• Instructions to follow: Every record here needs to be written out again exactly.

⟨

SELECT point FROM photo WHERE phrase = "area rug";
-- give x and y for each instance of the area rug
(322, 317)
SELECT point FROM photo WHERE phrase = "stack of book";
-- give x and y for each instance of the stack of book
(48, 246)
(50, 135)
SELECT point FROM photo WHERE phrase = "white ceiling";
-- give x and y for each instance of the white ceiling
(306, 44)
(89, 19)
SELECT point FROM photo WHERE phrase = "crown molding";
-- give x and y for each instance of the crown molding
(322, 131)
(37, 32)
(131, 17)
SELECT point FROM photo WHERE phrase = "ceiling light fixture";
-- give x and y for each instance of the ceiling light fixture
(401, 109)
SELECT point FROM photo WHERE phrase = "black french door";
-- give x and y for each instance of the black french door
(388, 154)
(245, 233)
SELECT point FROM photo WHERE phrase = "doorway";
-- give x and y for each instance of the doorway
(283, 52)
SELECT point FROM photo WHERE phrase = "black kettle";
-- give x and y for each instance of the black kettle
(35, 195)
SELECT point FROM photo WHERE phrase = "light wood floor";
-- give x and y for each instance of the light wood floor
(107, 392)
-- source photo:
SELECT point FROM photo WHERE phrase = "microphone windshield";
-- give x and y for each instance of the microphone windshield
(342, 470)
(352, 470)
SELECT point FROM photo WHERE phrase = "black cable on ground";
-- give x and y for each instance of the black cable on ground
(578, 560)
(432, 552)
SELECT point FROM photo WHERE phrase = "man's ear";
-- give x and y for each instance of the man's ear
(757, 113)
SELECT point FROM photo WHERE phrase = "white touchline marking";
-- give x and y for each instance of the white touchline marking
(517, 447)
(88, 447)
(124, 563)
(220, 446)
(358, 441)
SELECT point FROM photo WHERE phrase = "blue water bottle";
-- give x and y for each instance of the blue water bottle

⟩

• Exercise output:
SELECT point FROM photo WHERE phrase = "area rug";
-- give x and y for each instance of the area rug
(322, 317)
SELECT point FROM photo WHERE phrase = "stack of book";
-- give x and y for each instance of the stack of book
(48, 246)
(50, 135)
SELECT point FROM photo WHERE phrase = "white ceiling";
-- give x and y for each instance of the white ceiling
(306, 44)
(89, 19)
SELECT point FROM photo WHERE phrase = "crown molding";
-- give x and y for each instance of the crown molding
(322, 131)
(37, 32)
(131, 17)
SELECT point FROM photo WHERE phrase = "ceiling light fixture";
-- give x and y for each instance of the ceiling light fixture
(401, 109)
SELECT point FROM photo WHERE phrase = "black french door";
-- give x and y for each instance of the black french door
(388, 154)
(245, 233)
SELECT point FROM photo WHERE phrase = "doorway";
-- give x and y for each instance of the doorway
(283, 52)
SELECT point FROM photo WHERE phrase = "black kettle";
-- give x and y for each instance of the black kettle
(35, 195)
SELECT point FROM photo WHERE phrase = "light wood floor";
-- give x and y for each instance of the light wood floor
(107, 392)
-- source photo:
SELECT point FROM photo WHERE phrase = "microphone windshield";
-- give x and y for each instance of the microphone windshield
(342, 470)
(352, 470)
SELECT point FROM photo WHERE phrase = "black cable on ground";
-- give x and y for each instance of the black cable on ground
(578, 560)
(432, 552)
SELECT point FROM photo WHERE phrase = "man's ear";
-- give x and y for each instance of the man's ear
(757, 113)
SELECT point FROM photo WHERE phrase = "white touchline marking";
-- give x and y for each instance of the white touchline marking
(517, 447)
(88, 447)
(124, 563)
(220, 446)
(358, 441)
SELECT point FROM photo WHERE phrase = "blue water bottle";
-- give x and y for each instance of the blue water bottle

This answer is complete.